▶ [Exercise objective] Please read the review and name the key species it mentions seeking out on Tenerife.

▶ [Excerpt to read]
=== Section Start ===
Birds of the Canary Islands


  • Birds of the Canary Islands by Eduardo Garcia-del-Rey (Helm Field Guides, London, 2018).
  • 192 pages, 73 colour plates.
  • ISBN 9781472941558. Pbk, £20.
  • Bookshop from £17.99

The Canary Islands have long held an attraction for birders, with their combination of family-friendly sun and several avian endemics and specialities. The ambition of this field guide is to give resident and visiting birders a compact, single volume that treats all of the species ever found in the Canary Islands. Importantly, as author Eduardo Garcia-del-Ray states, the publication of a dedicated field guide can be the first step in increasing local knowledge of birds, and subsequently their conservation – something that has been sadly neglected in the Canary Islands over recent years.

The guide begins with an introductory chapter featuring a brief outline of the history of ornithology on the islands and notes on their geography, climate and main habitats. This is followed by an explanation as to how to use the guide and then a very useful section on the best birding spots across the islands, crucially including latitude and longitude co-ordinates. There is plenty here to keep birders exploring, but do not expect an 'idiot's guide' to every site. This is an overview of what can be seen, and is perhaps especially useful in seeking out key species such as Laurel Pigeon on Tenerife, but detailed directions to any site will need to be sought elsewhere.

At the back of the guide is a complete checklist, listing all of the islands where each species and distinctive island subspecies have been recorded, including the number of occurrences for vagrants.

The main meat of any field guide is the plates, and unfortunately these are what let down this publication. The paintings are simply not up to the standard that we have become accustomed to over recent years. There is nothing really wrong with most of them, but they don't leap off the page in the way that those of, say, the Collins Bird Guide do. Sometimes they do not illustrate the differences between similar species amply enough. For example, Short-toed and Lesser Short-toed Larks are shown as looking rather similar, without the differences in bill size and shape plus overall size and jizz that can instantly separate them, especially when the tertials of Short-toed are worn.
=== Section End ===
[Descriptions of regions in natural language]
=== Section Start ===
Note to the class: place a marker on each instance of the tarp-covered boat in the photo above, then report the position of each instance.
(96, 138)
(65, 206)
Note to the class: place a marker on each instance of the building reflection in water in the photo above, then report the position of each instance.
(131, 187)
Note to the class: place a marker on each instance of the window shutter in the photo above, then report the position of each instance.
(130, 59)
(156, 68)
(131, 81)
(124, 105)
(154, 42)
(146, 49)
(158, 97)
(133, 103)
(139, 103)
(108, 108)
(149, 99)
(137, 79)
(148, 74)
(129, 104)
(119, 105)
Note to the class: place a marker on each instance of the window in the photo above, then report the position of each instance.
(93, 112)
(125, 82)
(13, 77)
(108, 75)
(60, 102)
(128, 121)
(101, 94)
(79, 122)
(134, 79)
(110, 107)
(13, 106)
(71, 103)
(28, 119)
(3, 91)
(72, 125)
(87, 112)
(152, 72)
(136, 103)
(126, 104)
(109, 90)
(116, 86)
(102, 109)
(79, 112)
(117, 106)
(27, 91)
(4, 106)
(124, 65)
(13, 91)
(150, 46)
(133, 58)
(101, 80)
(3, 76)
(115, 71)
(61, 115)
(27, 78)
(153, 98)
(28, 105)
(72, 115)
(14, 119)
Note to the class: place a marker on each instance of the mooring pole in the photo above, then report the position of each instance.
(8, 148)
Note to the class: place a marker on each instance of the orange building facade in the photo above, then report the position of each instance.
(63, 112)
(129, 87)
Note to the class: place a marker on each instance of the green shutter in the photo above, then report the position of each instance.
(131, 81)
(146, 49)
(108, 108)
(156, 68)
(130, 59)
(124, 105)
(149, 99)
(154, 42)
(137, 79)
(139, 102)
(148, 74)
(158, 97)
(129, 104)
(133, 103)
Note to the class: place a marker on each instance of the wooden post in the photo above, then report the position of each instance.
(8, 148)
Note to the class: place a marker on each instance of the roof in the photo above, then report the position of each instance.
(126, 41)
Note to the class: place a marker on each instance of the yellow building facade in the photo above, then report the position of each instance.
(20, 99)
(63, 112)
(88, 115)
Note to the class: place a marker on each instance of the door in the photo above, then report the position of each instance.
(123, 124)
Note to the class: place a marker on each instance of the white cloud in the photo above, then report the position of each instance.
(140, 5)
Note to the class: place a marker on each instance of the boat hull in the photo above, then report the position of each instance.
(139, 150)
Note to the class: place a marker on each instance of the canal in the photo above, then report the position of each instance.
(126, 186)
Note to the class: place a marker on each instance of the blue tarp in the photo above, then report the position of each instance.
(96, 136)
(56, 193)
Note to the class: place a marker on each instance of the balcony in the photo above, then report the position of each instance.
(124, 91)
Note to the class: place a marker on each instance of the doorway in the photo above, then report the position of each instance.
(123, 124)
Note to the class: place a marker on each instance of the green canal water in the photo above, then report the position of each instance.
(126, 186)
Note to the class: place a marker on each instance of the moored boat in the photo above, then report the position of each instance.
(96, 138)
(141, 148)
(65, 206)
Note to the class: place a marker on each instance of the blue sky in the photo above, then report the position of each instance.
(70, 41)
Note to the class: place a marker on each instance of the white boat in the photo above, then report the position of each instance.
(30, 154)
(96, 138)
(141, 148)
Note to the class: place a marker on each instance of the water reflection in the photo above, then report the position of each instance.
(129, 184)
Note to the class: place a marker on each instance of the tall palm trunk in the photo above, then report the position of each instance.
=== Section End ===
▶ [Answer space] Laurel Pigeon